TRECHO DO TEXTO »

Em entrevistas, Duarte Júnior diz que os contratos não terão carência, que haverá regras de reajustes para planos coletivos e maior controle da rede credenciada.
Ainda não se conhece o relatório. O deputado adiou por três vezes a apresentação do texto. A coluna apurou que nesta quinta-feira (22) Duarte Júnior se reuniu com representantes de entidades ligadas a planos de saúde antes do último adiamento.
As linhas gerais da proposta apresentada pelo deputado, que está em seu primeiro mandato, foi presidente do Procon e é pré-candidato a prefeito, são duramente criticadas por empresários de planos. Afirmam que medidas colocam em risco a sustentabilidade do setor, que não há amparo em dados técnicos e que uma longa discussão deve ser realizada antes que um texto seja construído.
A regulação das mensalidades de planos coletivos (que representam a maior fatia do setor) é classificada pelos críticos como uma interferência à livre iniciativa. Entidades de classe empresariais, para além do setor de planos de saúde, preparam documentos com conteúdo contrário à proposta para apresentar a parlamentares.
Mas a proposta de regulação de planos coletivos não é um tema novo. É uma bandeira importante do Instituto de Defesa do Consumidor, apoiada por advogados consumeristas.
A expectativa é que a discussão, apesar das falas de Duarte Júnior, fique para o próximo semestre. A pauta do Congresso já está repleta de temas considerados prioritários, como reforma tributária e arcabouço fiscal, sem falar na LDO. Nesse cenário, não haveria, por parte dos líderes de partidos, disposição para ingressar em uma discussão repleta de pontos polêmicos.
Esta também não é a primeira vez que o Congresso tenta reformular a Lei de Planos de Saúde. Duas iniciativas anteriores para alterar a lei já haviam sido feitas. As propostas, contudo, deixaram entidades de direito do consumidor apreensivas, sobretudo com o formato, na época chamado de plano popular, de menor preço, menor cobertura e, na avaliação de quem acompanha o setor, com pouca resolutividade Os textos foram engavetados, para alívio de defensores dos consumidores.

DADOS BRUTOS »

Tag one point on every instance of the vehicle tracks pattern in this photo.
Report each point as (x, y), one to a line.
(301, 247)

==

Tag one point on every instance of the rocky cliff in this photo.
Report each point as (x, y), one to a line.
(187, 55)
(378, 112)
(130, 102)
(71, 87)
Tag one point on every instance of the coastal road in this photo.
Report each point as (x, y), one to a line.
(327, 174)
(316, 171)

SUAS TAREFAS »
1 > No texto sobre a proposta de mudança na Lei de Planos de Saúde, quantas vezes o deputado adiou a apresentação do relatório?
2 > Prossiga com o texto sobre a proposta de mudança na Lei de Planos de Saúde a partir da última frase apresentada.

RESPOSTAS POR ITEM »
1 > Três vezes.

2 >
Hoje a tendência se inverteu. Duarte Júnior afirmou que espera contar com a pressão popular para ver suas propostas tramitarem de forma rápida.
A coluna apurou que a aposta, no entanto, não agradou líderes de partidos e uma ala de parlamentares, que considera haver um risco de ser colocada “contra a parede”. Outro ponto importante é que, embora o projeto tramite em regime de urgência, dado o seu caráter polêmico, novas rodadas de discussão devem ser abertas, seja com audiência pública ou com a instalação de um grupo de trabalho. Somente quando houver maior consenso, o tema seria pautado em plenário pelo presidente da Câmara, Arthur Lira (PP-AL).
Embora sejam inúmeras as críticas ao discurso estridente de Duarte Júnior, uma coisa é fato. Há uma movimentação para que alguns temas por ele abordados passem a ter alguma resposta. Na agenda regulatória da ANS, alguns temas já estavam em análise.
À coluna, o presidente da ANS, Paulo Rebello, disse ter colocado à disposição do relator todos os estudos preparatórios sobre os temas. Afirmou ainda que algumas das propostas podem ter seu tempo ajustado, de acordo com as linhas que forem pensadas pelo relator. “Não faria sentido a ANS regular um tema para que, pouco tempo depois, ele seja alterado”, declarou Rebello.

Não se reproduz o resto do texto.